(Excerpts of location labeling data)
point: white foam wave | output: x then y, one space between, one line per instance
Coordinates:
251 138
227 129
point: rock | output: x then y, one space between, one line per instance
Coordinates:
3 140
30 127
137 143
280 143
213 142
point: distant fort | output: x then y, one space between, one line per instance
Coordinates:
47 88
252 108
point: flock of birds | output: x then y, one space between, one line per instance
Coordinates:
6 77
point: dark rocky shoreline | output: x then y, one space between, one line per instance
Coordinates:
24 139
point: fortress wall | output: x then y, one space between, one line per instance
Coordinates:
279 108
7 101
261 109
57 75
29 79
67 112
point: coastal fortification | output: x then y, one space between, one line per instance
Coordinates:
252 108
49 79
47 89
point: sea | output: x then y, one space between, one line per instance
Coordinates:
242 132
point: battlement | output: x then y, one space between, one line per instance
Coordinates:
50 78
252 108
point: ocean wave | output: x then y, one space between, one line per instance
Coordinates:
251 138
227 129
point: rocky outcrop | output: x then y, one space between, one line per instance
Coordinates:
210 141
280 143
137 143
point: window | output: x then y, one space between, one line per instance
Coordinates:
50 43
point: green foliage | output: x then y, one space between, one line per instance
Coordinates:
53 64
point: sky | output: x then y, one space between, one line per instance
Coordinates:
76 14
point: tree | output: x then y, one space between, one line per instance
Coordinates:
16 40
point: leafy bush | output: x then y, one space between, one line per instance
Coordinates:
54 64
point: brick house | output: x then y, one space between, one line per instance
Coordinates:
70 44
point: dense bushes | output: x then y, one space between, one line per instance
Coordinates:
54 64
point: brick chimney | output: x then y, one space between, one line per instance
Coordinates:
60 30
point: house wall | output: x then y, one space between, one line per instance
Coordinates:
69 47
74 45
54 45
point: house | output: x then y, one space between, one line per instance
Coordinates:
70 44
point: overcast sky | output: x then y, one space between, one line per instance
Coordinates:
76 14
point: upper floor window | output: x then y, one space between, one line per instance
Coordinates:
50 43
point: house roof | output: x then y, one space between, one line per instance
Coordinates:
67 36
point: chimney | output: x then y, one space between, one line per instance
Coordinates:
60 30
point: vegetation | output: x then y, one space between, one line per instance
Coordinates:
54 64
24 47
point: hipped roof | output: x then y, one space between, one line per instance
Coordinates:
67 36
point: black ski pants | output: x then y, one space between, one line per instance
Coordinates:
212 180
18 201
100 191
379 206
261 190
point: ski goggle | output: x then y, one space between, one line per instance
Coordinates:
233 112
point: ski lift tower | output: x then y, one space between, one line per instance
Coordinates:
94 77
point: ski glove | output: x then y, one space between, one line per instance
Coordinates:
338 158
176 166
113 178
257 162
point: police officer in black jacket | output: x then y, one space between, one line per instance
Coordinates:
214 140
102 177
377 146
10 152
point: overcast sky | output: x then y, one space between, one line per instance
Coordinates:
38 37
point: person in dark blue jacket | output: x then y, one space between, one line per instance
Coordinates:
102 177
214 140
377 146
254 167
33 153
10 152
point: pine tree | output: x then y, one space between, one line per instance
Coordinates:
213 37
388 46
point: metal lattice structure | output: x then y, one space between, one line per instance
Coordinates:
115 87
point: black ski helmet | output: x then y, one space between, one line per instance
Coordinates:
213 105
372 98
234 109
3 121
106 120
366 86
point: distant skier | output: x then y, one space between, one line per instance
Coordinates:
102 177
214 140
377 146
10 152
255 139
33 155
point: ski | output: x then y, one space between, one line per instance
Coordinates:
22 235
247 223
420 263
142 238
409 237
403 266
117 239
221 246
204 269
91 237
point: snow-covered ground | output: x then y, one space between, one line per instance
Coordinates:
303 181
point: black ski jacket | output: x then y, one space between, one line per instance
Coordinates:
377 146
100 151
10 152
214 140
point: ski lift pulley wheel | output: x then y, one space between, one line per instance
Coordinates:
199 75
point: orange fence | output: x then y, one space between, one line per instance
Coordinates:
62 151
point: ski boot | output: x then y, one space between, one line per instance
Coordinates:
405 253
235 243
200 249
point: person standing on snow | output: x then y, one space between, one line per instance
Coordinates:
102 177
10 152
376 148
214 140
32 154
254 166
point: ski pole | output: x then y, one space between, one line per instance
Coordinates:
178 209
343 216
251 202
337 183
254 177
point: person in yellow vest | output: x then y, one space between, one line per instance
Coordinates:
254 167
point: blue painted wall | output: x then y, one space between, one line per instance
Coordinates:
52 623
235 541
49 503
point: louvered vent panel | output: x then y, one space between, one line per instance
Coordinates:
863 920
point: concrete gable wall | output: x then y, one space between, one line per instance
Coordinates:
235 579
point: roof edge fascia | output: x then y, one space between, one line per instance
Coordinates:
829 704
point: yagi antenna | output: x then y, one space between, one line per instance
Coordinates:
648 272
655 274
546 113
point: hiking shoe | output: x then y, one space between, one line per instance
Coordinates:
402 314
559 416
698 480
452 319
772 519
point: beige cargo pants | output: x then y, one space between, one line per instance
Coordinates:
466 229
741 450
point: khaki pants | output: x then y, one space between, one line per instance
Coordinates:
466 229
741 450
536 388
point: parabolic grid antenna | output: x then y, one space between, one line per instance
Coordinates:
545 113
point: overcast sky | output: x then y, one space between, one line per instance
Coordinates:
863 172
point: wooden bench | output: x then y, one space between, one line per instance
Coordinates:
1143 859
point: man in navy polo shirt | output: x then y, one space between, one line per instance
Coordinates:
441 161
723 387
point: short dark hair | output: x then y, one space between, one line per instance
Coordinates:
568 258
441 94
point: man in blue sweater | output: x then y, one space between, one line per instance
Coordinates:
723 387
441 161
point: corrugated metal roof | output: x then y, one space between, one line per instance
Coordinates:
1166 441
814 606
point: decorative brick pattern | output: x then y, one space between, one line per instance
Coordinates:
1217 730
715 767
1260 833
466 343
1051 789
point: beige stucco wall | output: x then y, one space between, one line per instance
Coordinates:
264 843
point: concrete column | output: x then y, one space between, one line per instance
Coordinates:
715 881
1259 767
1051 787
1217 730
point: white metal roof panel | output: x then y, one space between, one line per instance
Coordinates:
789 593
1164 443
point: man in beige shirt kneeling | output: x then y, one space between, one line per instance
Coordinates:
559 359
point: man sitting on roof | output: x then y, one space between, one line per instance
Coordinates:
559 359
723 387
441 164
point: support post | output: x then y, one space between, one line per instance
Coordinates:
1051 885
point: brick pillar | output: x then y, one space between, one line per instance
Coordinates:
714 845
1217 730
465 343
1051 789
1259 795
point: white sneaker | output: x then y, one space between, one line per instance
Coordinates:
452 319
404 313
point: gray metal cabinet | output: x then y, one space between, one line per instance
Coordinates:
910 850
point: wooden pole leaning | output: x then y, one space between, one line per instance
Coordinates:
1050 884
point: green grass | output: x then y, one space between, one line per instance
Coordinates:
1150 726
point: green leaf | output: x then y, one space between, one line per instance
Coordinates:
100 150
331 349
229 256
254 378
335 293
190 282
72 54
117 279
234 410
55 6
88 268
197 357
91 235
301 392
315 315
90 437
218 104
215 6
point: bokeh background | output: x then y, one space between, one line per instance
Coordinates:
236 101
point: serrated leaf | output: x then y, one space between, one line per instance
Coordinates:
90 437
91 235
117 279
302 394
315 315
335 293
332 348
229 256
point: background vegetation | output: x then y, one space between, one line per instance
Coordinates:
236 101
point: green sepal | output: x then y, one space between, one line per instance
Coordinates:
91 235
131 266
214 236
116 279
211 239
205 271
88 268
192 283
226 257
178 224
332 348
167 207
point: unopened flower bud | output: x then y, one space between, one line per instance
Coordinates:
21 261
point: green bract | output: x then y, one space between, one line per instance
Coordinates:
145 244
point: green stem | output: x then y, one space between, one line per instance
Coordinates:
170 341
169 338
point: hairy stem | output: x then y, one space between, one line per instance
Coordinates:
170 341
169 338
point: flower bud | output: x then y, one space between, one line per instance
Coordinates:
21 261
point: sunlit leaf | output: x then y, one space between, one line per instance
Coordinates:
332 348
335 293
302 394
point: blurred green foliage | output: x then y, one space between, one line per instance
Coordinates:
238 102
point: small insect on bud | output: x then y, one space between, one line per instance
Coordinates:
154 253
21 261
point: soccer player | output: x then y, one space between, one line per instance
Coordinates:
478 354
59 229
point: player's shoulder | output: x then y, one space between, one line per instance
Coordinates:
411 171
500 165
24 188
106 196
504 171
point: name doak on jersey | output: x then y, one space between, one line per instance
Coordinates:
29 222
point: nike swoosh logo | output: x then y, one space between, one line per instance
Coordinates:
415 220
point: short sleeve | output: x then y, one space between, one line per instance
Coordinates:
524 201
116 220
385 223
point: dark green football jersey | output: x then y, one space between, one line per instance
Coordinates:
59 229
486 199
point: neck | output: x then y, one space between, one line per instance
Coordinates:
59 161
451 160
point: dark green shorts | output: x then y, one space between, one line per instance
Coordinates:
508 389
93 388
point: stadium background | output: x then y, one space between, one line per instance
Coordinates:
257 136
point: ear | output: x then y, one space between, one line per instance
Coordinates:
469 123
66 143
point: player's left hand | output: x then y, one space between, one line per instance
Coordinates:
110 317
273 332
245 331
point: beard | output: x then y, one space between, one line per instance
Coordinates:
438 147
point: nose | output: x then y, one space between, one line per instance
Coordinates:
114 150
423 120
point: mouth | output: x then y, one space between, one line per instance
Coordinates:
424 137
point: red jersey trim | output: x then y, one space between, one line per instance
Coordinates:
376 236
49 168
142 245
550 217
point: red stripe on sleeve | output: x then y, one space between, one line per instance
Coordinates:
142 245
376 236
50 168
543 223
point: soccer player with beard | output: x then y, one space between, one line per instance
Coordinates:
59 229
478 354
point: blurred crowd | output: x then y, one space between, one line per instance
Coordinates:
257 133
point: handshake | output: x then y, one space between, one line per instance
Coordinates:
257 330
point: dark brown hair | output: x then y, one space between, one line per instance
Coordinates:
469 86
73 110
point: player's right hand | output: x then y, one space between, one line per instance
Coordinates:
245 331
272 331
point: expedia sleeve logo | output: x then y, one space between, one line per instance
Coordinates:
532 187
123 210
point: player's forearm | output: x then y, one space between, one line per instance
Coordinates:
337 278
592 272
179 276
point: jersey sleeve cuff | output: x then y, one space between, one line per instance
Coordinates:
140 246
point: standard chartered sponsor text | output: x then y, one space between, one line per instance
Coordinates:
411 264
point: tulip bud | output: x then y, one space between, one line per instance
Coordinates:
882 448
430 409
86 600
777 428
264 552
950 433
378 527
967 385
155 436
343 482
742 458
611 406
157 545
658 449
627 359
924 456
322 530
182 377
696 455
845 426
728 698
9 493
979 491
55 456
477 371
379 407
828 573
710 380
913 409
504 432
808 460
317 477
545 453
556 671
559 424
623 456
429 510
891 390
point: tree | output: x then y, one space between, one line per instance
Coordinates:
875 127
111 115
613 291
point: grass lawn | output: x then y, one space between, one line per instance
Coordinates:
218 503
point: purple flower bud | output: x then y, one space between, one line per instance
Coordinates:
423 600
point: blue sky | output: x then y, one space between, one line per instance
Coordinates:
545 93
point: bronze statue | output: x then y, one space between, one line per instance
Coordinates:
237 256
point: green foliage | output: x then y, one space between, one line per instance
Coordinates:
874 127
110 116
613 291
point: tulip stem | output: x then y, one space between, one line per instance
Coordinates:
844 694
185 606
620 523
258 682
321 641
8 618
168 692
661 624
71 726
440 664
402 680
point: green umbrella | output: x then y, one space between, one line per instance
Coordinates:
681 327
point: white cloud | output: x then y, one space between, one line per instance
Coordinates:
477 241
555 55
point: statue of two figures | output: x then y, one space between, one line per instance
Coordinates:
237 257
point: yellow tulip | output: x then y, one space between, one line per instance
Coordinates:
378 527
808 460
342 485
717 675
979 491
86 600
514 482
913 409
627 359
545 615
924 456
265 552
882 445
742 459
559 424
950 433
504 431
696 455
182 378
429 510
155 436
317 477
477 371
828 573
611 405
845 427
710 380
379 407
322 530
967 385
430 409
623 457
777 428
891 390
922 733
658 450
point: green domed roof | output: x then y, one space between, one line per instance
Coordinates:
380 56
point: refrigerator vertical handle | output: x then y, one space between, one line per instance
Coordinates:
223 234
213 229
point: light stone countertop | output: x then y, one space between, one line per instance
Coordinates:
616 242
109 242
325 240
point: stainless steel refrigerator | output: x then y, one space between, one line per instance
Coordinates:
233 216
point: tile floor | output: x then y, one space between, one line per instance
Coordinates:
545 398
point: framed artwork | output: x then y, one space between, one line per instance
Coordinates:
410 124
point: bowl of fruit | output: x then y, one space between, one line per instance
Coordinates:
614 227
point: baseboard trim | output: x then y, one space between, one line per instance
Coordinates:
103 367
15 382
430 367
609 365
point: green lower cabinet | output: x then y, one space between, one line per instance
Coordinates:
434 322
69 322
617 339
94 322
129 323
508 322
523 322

* Written exercise: In the listing above, find the line containing "point: green domed" and please quote exactly that line through the last one, and no other lines.

* Written solution:
point: green domed roof | output: x then y, one space between, one line per instance
Coordinates:
380 56
point: refrigerator vertical handle | output: x then y, one space between, one line per instance
Coordinates:
223 234
213 229
point: light stone countertop | output: x then y, one space between, one line per instance
Coordinates:
616 242
109 242
325 240
point: stainless steel refrigerator | output: x then y, one space between, one line per instance
Coordinates:
233 216
point: tile floor | output: x then y, one space between, one line per instance
Coordinates:
545 398
point: framed artwork | output: x then y, one space between, one line per instance
Coordinates:
410 124
point: bowl of fruit | output: x then y, one space between, one line per instance
Coordinates:
614 227
point: baseboard trim | output: x then y, one space between, one line per instance
Coordinates:
103 367
15 382
430 367
609 365
point: green lower cabinet | output: x then y, one space between, one line per instance
Coordinates:
434 322
69 322
617 339
94 322
129 323
508 322
523 322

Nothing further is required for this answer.